### TEXT SHOWN ###
India, China to resume direct flights after five-year hiatus as thawing ties

Beijing: India and China are set to resume direct commercial flights later this month, marking a significant step toward normalizing relations that have remained strained since a deadly border clash in 2020.
The Indian Embassy in China announced on Thursday via social media platform WeChat that flights between designated cities would restart by late October, depending on the decisions of commercial airlines.
India’s largest airline, IndiGo, confirmed it will relaunch its route between Kolkata and Guangzhou starting October 26.
The move follows years of diplomatic frostiness after the June 2020 clash in the Galwan Valley, where 20 Indian soldiers and four Chinese troops lost their lives. The incident, the deadliest border confrontation in decades, led to a complete freeze in high-level political engagement and the suspension of direct air travel amid the COVID-19 pandemic.
However, recent developments signal a shift. Indian Prime Minister Narendra Modi visited China last month for the first time in seven years to attend the Shanghai Cooperation Organisation (SCO) summit. There, he met with Chinese President Xi Jinping, with both leaders agreeing that the two Asian giants should act as “development partners, not rivals.”
### ENTRIES PROVIDED ###
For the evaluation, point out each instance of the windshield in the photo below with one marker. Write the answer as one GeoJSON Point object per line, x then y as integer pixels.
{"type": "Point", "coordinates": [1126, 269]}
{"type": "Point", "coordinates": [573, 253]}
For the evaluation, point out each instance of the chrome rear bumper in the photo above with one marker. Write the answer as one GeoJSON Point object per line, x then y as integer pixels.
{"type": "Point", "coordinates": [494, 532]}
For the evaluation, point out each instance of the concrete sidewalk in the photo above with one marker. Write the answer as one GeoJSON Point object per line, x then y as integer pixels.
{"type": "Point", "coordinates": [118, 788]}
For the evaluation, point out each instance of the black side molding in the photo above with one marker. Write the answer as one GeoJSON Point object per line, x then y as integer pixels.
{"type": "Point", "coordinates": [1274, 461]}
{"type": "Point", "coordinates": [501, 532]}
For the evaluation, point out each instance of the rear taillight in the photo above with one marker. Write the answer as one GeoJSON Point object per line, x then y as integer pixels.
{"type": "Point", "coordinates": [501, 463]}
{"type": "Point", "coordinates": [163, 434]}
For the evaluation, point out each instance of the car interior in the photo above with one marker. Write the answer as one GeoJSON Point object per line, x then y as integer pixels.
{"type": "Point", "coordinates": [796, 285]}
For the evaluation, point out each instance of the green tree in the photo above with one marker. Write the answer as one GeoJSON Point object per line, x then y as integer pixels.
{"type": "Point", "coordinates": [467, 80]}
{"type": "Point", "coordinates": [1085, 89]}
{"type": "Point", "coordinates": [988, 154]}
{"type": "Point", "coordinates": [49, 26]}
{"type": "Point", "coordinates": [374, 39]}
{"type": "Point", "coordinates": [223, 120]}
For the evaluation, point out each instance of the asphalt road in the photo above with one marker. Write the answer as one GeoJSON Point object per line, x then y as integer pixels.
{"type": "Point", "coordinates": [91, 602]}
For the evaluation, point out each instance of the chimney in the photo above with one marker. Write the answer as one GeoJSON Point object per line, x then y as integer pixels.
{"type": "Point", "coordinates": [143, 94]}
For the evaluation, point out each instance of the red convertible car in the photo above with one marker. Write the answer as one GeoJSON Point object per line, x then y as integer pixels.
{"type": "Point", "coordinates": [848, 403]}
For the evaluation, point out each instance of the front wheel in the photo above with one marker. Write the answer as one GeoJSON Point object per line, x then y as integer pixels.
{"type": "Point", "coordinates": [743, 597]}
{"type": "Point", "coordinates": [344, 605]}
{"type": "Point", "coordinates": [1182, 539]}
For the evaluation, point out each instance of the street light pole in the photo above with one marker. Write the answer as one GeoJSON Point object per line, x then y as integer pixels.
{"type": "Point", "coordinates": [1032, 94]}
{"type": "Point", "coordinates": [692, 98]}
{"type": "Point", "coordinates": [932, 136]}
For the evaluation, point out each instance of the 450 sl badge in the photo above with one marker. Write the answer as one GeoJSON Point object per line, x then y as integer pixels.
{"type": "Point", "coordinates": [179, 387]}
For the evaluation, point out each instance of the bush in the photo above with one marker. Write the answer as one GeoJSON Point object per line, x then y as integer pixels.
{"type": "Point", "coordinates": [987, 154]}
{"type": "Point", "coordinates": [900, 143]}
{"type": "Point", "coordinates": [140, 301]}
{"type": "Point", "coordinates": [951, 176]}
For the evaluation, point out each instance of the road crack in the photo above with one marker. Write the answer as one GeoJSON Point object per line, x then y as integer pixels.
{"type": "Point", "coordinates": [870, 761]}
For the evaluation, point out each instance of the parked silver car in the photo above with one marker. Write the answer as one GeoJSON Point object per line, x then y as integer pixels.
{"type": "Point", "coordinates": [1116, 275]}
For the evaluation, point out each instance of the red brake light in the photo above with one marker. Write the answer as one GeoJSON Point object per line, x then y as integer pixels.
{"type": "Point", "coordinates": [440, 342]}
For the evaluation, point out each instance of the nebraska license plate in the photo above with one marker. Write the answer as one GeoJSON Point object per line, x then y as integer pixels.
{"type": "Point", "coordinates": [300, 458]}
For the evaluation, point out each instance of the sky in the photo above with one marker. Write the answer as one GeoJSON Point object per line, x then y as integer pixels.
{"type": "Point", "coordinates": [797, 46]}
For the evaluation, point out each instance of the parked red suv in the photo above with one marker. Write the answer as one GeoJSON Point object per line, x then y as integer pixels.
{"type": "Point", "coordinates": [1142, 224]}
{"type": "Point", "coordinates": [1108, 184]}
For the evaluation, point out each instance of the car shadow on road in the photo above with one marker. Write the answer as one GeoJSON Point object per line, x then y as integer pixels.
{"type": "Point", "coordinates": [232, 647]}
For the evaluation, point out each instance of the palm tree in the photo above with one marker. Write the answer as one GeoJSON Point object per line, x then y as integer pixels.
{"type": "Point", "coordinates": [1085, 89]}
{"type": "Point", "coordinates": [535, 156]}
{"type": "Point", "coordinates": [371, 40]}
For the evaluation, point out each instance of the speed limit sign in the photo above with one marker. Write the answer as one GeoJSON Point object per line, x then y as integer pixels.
###
### PROBLEMS TO WORK ON
1. In the news article on India and China resuming flights, write out the part that opens with the words containing "Beijing: India and" and closes with "of commercial airlines.".
2. According to the news article on India and China resuming flights, which route will IndiGo relaunch, and on what date?
3. Carry on the news article about India and China resuming direct flights, starting after its final sentence.

### RESULTS FOR THE EXERCISE
1.
Beijing: India and China are set to resume direct commercial flights later this month, marking a significant step toward normalizing relations that have remained strained since a deadly border clash in 2020.
The Indian Embassy in China announced on Thursday via social media platform WeChat that flights between designated cities would restart by late October, depending on the decisions of commercial airlines.

2. The Kolkata–Guangzhou route, starting October 26.

3.
India’s embassy noted that the resumption of flights is part of a broader policy aimed at the “gradual normalization of relations” between the two neighbors.
The warming ties come at a time of growing global trade instability, particularly stemming from aggressive tariff policies enacted by U.S. President Donald Trump. Last month, Trump increased tariffs on Indian imports to 50%, citing New Delhi’s continued oil trade with Russia. He also urged the EU to impose 100% tariffs on both India and China, increasing pressure on the two nations to strengthen regional cooperation.
Direct flights between India and China were halted in early 2020 due to the COVID-19 outbreak and had remained suspended long after the pandemic subsided due to geopolitical tensions.
With the resumption of air connectivity and renewed diplomatic engagement, observers say the two countries may now be entering a phase of cautious cooperation — one driven as much by economic pragmatism as by geopolitical necessity.